### Task brief
Please find each line of the material below that contains the word "window" and copy those lines.

### Input for this task

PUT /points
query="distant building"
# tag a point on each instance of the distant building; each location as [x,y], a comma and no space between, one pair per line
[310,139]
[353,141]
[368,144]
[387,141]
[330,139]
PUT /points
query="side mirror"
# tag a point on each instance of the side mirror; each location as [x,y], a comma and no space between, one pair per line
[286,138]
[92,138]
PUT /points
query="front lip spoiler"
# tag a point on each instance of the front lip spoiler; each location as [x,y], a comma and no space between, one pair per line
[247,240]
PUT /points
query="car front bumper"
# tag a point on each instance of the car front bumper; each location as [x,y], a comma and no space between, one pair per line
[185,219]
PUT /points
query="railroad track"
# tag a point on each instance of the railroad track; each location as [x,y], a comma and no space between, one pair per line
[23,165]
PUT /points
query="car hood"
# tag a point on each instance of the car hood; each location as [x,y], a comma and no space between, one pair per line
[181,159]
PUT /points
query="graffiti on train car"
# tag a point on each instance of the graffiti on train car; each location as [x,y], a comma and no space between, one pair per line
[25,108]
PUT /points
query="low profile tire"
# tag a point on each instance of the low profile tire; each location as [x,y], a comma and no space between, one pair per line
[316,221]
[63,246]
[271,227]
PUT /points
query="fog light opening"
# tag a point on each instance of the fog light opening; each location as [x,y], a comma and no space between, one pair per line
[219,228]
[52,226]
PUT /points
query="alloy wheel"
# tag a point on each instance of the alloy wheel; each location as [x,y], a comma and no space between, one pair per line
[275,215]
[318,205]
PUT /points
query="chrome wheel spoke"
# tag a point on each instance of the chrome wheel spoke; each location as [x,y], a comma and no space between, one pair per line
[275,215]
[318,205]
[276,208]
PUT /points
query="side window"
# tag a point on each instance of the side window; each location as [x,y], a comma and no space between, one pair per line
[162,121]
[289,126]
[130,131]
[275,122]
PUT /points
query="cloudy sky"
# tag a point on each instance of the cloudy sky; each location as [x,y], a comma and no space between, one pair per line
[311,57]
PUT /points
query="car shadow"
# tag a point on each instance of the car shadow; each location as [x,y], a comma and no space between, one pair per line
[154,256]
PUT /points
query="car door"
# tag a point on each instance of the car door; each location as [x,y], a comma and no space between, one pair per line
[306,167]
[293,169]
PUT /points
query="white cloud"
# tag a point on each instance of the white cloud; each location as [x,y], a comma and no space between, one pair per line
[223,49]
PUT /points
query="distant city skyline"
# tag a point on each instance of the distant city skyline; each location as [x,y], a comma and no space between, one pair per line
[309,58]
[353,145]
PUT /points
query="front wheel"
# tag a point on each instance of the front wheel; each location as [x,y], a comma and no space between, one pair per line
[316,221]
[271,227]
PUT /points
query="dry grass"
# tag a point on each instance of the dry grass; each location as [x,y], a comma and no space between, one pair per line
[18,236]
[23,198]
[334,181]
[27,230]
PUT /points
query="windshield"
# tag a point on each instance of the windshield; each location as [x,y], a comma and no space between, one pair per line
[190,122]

...

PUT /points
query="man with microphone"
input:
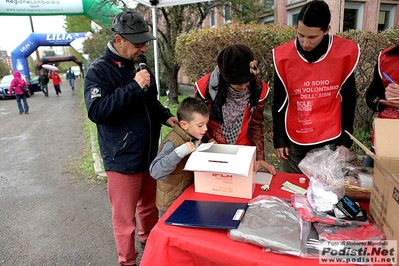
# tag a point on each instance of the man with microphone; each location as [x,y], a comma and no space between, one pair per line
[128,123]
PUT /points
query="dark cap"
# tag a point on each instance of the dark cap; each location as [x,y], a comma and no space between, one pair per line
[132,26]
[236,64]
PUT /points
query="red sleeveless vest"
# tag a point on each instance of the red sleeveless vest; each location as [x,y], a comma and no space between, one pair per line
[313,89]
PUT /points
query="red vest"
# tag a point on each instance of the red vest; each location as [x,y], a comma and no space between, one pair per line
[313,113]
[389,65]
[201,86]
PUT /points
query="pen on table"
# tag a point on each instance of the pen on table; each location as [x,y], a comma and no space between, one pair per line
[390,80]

### Answer in full
query="side window"
# tag a point on each instance of the side window; each location as [x,y], a comma and no space between, one pair per line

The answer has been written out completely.